#### Directions for this task:
Show every line in the records below that contains the string "cliff". Treat uppercase and lowercase as different, so count only lines where the case matches.

━━━ Stored rows ━━━

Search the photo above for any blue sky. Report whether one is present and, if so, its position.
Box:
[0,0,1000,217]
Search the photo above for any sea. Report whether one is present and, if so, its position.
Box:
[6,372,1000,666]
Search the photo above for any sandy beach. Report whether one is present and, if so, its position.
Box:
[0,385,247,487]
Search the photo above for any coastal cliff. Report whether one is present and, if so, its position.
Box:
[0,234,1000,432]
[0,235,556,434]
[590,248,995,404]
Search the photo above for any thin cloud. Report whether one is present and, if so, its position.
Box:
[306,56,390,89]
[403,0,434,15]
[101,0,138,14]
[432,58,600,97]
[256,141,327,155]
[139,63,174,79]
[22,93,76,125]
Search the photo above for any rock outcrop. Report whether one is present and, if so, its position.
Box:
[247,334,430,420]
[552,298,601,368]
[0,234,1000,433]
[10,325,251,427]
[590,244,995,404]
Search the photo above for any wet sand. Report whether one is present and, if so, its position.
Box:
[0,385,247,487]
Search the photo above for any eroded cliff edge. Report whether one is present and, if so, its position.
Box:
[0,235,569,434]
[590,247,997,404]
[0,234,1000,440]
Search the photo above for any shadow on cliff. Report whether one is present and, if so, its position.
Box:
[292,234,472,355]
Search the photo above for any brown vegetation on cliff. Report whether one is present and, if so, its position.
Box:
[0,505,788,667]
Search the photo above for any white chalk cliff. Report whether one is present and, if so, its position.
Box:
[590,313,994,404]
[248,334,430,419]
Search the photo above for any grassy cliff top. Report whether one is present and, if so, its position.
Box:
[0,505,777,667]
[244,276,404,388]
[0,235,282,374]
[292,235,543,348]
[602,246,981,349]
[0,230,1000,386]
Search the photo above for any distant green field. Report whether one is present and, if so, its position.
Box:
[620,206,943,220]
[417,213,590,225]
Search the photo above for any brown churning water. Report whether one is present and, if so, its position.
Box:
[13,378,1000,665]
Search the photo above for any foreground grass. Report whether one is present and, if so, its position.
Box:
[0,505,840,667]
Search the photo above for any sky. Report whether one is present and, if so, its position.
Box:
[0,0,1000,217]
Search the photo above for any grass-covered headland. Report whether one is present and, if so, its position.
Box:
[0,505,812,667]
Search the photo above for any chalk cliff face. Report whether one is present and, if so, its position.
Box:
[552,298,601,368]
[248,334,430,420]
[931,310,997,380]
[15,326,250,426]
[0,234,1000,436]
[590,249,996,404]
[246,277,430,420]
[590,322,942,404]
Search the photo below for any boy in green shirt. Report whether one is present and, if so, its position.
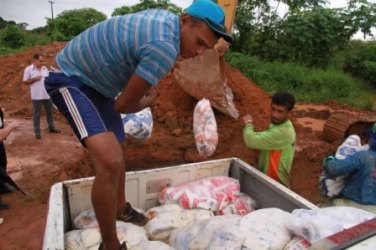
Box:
[243,92,296,186]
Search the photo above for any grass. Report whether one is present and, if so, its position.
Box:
[226,52,376,111]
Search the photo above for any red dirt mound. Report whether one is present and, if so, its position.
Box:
[0,43,374,249]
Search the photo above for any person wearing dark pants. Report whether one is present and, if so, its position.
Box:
[23,54,60,139]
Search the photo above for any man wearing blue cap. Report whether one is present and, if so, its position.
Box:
[324,123,376,213]
[45,0,232,249]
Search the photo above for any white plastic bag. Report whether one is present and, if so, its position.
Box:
[319,135,368,199]
[240,208,291,250]
[121,107,153,140]
[193,98,218,157]
[73,209,98,229]
[145,204,214,241]
[170,215,246,250]
[286,206,376,244]
[159,176,240,212]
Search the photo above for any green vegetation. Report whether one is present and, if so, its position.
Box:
[226,52,376,111]
[0,0,376,111]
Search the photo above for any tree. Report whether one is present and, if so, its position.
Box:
[112,0,183,16]
[47,8,107,40]
[1,25,25,49]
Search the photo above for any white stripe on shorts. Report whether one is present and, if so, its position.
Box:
[59,88,88,140]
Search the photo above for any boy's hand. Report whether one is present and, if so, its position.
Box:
[242,114,253,125]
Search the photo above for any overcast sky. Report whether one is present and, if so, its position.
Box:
[0,0,376,38]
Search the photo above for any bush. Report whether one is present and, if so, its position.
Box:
[226,53,376,109]
[1,25,25,49]
[343,41,376,84]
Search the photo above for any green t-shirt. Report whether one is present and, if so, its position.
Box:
[243,120,296,186]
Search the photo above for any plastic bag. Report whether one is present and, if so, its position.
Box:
[159,176,240,212]
[193,99,218,157]
[239,208,292,250]
[170,215,246,250]
[145,204,214,241]
[286,207,376,244]
[217,193,257,215]
[174,49,239,118]
[73,209,98,229]
[319,135,368,199]
[121,107,153,140]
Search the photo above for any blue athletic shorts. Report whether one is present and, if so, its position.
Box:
[45,72,125,143]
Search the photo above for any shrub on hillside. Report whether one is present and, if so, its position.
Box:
[0,25,25,49]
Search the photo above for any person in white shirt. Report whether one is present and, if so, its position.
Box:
[23,53,60,139]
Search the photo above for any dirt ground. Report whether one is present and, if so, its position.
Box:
[0,43,374,249]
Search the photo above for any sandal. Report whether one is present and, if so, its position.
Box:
[98,242,127,250]
[116,202,148,226]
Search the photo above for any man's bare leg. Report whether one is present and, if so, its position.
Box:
[117,142,126,213]
[84,132,124,250]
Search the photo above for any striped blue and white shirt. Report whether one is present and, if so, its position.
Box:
[56,9,180,97]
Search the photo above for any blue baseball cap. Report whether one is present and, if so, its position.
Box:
[363,123,376,138]
[185,0,232,43]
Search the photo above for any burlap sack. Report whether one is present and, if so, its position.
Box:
[174,49,239,118]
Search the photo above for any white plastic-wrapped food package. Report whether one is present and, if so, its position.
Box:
[131,240,175,250]
[73,209,98,229]
[217,193,257,215]
[170,215,245,250]
[193,98,218,157]
[145,204,214,242]
[159,176,240,213]
[286,206,376,244]
[121,107,153,140]
[319,135,369,199]
[240,208,291,250]
[64,221,148,250]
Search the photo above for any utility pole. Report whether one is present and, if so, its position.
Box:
[48,1,55,22]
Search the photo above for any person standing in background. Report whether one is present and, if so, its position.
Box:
[23,53,60,139]
[243,92,296,187]
[0,107,20,210]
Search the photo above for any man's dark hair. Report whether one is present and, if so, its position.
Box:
[33,53,43,60]
[272,92,295,111]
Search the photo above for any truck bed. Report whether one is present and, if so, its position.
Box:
[43,158,350,249]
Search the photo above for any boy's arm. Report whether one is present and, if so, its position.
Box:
[243,123,290,150]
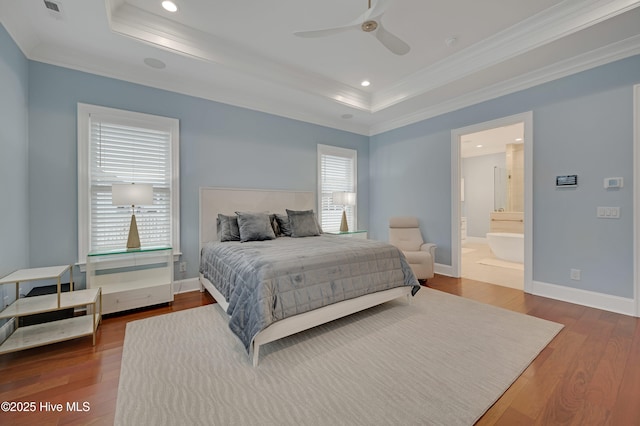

━━━

#### Response to the exercise:
Search the photo above for any coastal cliff. Report whether one is present and, if so, its position.
Search the photo above for any eroded cliff edge. Report whether one is present and, if so, its position.
Search the photo above for any shadow on cliff. Report whether one is present and, if so, its position.
Search the photo above for any brown vegetation on cliff. Report whether one is present and, if so, its position.
Search the photo above for any white chalk cliff. Report whether one is present and, if so, its position.
Search the photo above for any grassy cliff top. Report whether one is present and, if so, its position.
Search the photo above for any chalk cliff face. Report whether one is present and, if so, its position.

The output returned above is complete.